/---

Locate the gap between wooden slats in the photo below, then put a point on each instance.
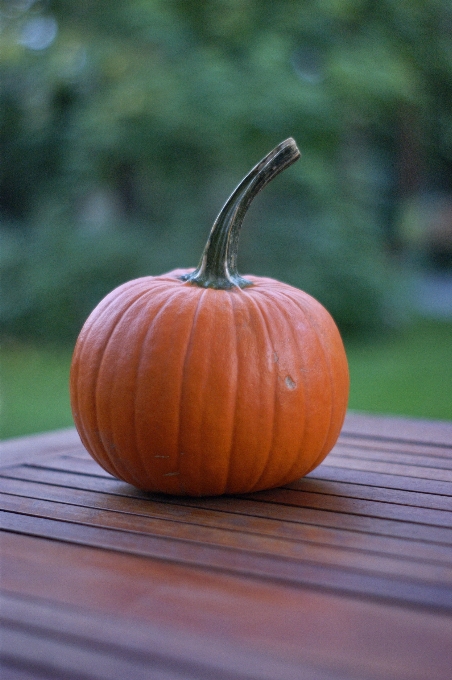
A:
(417, 592)
(249, 506)
(366, 448)
(349, 453)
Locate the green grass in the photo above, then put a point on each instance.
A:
(34, 390)
(407, 373)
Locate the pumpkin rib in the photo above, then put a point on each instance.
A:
(112, 459)
(288, 317)
(110, 425)
(185, 365)
(232, 299)
(311, 321)
(255, 301)
(325, 449)
(167, 302)
(314, 328)
(286, 292)
(84, 344)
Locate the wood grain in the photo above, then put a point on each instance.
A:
(346, 573)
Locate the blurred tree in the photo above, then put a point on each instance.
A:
(125, 126)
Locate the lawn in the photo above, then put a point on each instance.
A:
(407, 373)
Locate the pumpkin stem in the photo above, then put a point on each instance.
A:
(218, 265)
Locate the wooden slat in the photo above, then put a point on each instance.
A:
(250, 544)
(187, 512)
(365, 581)
(249, 507)
(266, 620)
(344, 574)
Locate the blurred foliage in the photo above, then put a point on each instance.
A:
(125, 126)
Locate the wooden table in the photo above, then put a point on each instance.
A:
(345, 574)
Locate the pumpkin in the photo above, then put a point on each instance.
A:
(201, 382)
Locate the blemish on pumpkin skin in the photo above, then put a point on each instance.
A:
(291, 384)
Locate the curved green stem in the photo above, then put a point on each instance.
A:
(218, 265)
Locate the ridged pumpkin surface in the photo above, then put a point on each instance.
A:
(190, 390)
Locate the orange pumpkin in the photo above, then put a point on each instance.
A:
(203, 382)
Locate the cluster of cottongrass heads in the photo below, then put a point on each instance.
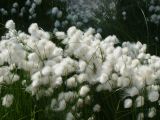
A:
(84, 66)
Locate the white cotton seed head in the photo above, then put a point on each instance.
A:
(152, 112)
(132, 91)
(46, 70)
(128, 103)
(71, 82)
(96, 108)
(103, 78)
(139, 101)
(33, 28)
(82, 65)
(84, 90)
(7, 100)
(60, 35)
(82, 78)
(62, 105)
(71, 31)
(10, 25)
(153, 96)
(69, 116)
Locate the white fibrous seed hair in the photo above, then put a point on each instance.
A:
(7, 100)
(87, 64)
(128, 103)
(84, 90)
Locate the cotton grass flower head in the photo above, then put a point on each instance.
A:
(7, 100)
(10, 25)
(84, 90)
(128, 103)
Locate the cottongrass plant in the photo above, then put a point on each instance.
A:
(77, 79)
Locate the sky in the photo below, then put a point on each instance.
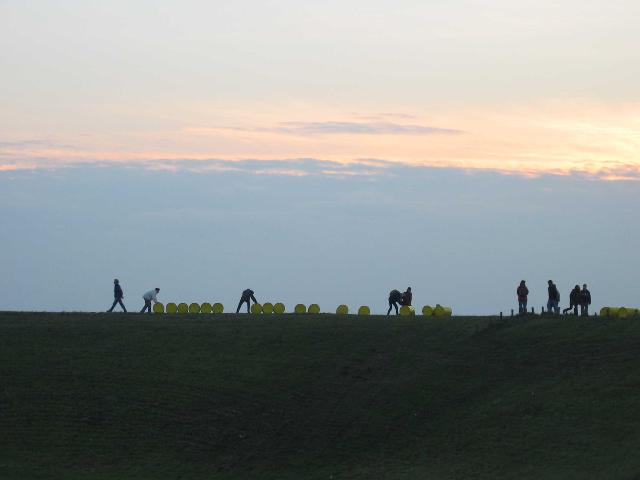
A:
(318, 152)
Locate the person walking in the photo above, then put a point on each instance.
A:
(395, 297)
(554, 299)
(247, 295)
(574, 300)
(585, 300)
(118, 295)
(407, 297)
(150, 296)
(522, 292)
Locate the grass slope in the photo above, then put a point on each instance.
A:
(99, 396)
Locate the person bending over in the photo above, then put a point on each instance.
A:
(247, 295)
(574, 301)
(150, 296)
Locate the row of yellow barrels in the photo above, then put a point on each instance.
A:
(621, 312)
(279, 308)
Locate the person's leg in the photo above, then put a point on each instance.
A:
(113, 306)
(147, 306)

\---

Stated problem
Give back every line exactly as it stands, pictures excluded.

Written answer
Locate the gap between wooden slats in the photo below, then put a point on each instance.
A:
(417, 592)
(249, 506)
(366, 448)
(349, 453)
Locate the green grass in the photo above, then put a point on each instance.
A:
(34, 390)
(407, 373)
Locate the pumpkin rib in the photo above, then put a point on each instance.
A:
(112, 459)
(288, 317)
(110, 425)
(185, 365)
(232, 299)
(311, 321)
(255, 301)
(325, 449)
(167, 302)
(314, 328)
(286, 292)
(84, 344)
Locate the wood grain in the photo above, then put a point on each instance.
A:
(346, 573)
Locate the blurred tree in the photo above, then put a point on each instance.
A:
(125, 126)
Locate the lawn in the photo above, then put a point on each instance.
A:
(407, 373)
Locate the pumpkin stem in the photo above, then put a point on each instance.
A:
(218, 265)
Locate the wooden slat in the photo above, then put a point on each instance.
A:
(250, 544)
(187, 512)
(365, 581)
(249, 507)
(266, 620)
(344, 574)
Locate the blurred foliage in the photo above, then put a point on each instance.
A:
(125, 126)
Locate the wooden table in the photo above, then put a point on each instance.
A:
(345, 574)
Locate the pumpkin in the photo above, then put a point on each instance.
A:
(201, 382)
Locate the blemish on pumpkin skin in the photo above, then put a point on each instance.
A:
(291, 384)
Locate the curved green stem in the photo above, then put a point on each instance.
A:
(218, 265)
Locate the ridged pumpkin surface in the photo above, then put a point on each instance.
A:
(190, 390)
Locate the orange pumpkin in the photo above, then put a point on each instance.
A:
(203, 382)
Locate the cluster of cottongrass heads in the photo below, then put a point on each instance.
A:
(84, 66)
Locate the white cotton seed head in the photo above, then put a point on each instance.
A:
(152, 112)
(132, 91)
(46, 70)
(128, 103)
(71, 82)
(96, 108)
(103, 78)
(139, 101)
(33, 28)
(82, 65)
(84, 90)
(7, 100)
(60, 35)
(82, 78)
(62, 105)
(71, 31)
(10, 25)
(153, 96)
(69, 116)
Locate the white fibrous seed hair in the photo above, then put a point on each instance.
A:
(7, 100)
(87, 64)
(128, 103)
(84, 90)
Locate the cotton grass flower head in the photo above, then put a point on each instance.
A:
(7, 100)
(10, 25)
(84, 90)
(128, 103)
Locate the cottongrass plant in the photo above, then put a point on each instance.
A:
(77, 79)
Locate the sky in the photo below, then put a point on each instance.
A:
(318, 152)
Locate the person walking in the photo above, then put a point on each instance.
A:
(395, 297)
(554, 299)
(247, 295)
(574, 300)
(585, 300)
(118, 295)
(407, 297)
(150, 296)
(522, 292)
Locate the grass slope in the photo above, then put a point on each instance.
A:
(99, 396)
Locate the person bending over in the photo above, then put a point on each instance.
A:
(247, 295)
(574, 301)
(150, 296)
Locate the row of yellow barrels in the photo above, then put a point on each instance.
A:
(621, 312)
(279, 308)
Locate the person's leg in the photo above, then put a point on each instance.
A:
(113, 306)
(147, 306)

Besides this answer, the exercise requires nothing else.